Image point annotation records
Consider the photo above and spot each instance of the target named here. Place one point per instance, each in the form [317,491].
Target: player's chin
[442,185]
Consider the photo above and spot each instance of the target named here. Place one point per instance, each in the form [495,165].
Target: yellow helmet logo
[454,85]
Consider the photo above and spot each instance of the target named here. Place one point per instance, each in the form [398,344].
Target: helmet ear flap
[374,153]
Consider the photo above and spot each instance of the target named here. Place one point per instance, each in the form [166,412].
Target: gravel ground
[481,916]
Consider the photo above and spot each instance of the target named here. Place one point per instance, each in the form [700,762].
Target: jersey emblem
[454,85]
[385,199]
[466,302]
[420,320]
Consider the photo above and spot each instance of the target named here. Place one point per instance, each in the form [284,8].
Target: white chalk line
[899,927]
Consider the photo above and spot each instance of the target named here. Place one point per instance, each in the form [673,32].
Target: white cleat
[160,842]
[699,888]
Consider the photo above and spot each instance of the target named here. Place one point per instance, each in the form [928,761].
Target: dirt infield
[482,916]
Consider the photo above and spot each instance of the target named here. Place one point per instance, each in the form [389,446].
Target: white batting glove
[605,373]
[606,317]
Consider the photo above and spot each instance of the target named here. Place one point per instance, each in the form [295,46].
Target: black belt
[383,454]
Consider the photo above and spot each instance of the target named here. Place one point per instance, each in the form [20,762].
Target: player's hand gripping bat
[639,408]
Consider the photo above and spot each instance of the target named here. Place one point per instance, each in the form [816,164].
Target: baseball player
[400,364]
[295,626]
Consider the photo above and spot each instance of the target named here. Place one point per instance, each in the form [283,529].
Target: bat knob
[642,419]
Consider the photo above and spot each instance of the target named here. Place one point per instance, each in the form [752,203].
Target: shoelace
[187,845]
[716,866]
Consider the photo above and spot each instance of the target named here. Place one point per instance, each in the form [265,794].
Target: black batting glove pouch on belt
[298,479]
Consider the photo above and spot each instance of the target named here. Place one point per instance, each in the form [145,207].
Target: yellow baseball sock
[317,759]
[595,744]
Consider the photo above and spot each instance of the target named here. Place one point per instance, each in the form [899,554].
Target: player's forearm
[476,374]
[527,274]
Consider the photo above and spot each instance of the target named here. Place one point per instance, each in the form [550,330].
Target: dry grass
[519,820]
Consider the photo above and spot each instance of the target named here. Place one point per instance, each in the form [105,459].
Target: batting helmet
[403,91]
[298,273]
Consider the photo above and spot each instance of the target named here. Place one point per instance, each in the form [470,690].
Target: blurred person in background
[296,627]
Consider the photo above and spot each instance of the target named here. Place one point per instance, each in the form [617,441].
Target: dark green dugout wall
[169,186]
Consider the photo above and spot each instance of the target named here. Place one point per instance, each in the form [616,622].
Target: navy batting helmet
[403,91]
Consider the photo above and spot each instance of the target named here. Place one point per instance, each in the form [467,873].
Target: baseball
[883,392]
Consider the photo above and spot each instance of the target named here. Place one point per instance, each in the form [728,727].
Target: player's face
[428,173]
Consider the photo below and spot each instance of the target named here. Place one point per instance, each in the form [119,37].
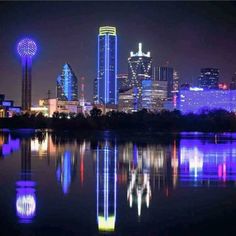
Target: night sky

-- CHALLENGE --
Copy every line of the records above word for word, leaving out the pictures.

-- RESULT BELOW --
Consider the photo above and spot each instance of the target named here. Place one point per instance, each in the form [317,491].
Target: player's chin
[442,185]
Consider the photo above and spot each instance of the target named here. Place one point per instance, each in the form [495,165].
Target: yellow helmet logo
[454,85]
Consider the photo above and spot each instance of the target named here. Place one point per instance, each in the form [398,344].
Target: helmet ear flap
[374,153]
Consider the photo above and spot each instance of the target named here. Place one point per instance, each in the form [166,412].
Target: gravel ground
[481,916]
Consider the photo above and spot each instance of the target named here. Place one point per instance, each in the form [700,762].
Target: jersey emblem
[454,85]
[385,199]
[466,302]
[420,320]
Consider the photo above and spot each instance of the target named here. Place one point per instance, each in the form [284,8].
Target: white chalk line
[899,927]
Consider the photo above and spot each instance of the target named here. Place one point per instance, each in the form [673,32].
Target: white cleat
[160,842]
[699,888]
Consider the photo above and spot each instance of the target named here. Place one point per instance, each in the form [928,761].
Target: dirt infield
[482,916]
Consider the photo above and spot each instance of the target named here. Place one point per instance, each in the form [389,446].
Target: white batting glove
[605,373]
[606,317]
Consider the photo above and spot each instance of the target named here. Place one point per instance, each in the form [295,46].
Target: black belt
[383,454]
Consider the photo above and spot each instance of the target named here. Place one point per instance, each in the form [20,762].
Target: player's hand gripping bat
[639,408]
Consider the photo above and spot each instance of the target named here. Place one point per instance, each in the form [816,164].
Target: baseball player
[400,364]
[295,626]
Consider the photo above and spot each instance of the target named here. Place one point per instance, each in the form [283,529].
Target: bat knob
[642,419]
Consider the photo above and spot each instance of the target named here. Place one point per instance, each in the form [752,203].
Target: shoelace
[187,845]
[716,866]
Consider the photo above and spot each instance of the target named here. Place one point per instance, each in the form [265,794].
Target: black batting glove pouch on belt
[298,479]
Consider the photo above and spot each instance of the target named here. Place one point per instance, each in the form [145,207].
Target: yellow baseball sock
[317,759]
[595,744]
Consider the photo above and spot each instance of the target named here. Place one point per instance, each in the form [899,554].
Target: player's forearm
[476,374]
[527,274]
Consider the photo above and spot each instance of the target named here. Place one point per instance, each in the form [550,330].
Target: dry grass
[519,820]
Consider the photo above and spot each instance of the target named here. Place one point per instance, each in the form [105,459].
Target: batting helmet
[403,91]
[298,273]
Consider the photo above and spot each instance of the target named here. Place one point per instance, each in the form [470,690].
Target: blurred person in background
[296,627]
Consider the photo above and spot each instance of the target named here. Place one point per instance, each in the form [617,441].
Target: dark green dugout wall
[169,186]
Consider the photo above and spot each instance of the target named here. Place one point per instance, each in the form [616,622].
Target: navy batting helmet
[403,91]
Consider the photo above and spot each instance of the target named here. Place one point per instance, each in the form [467,873].
Target: baseball
[883,392]
Consider the photo above and spot each instance of the target named here. Place one point per instance, each in the form [728,727].
Target: player's face
[428,173]
Consider the photo below and spot each instance of the target named here. Place one point per instance, each in the form [119,37].
Target: night sky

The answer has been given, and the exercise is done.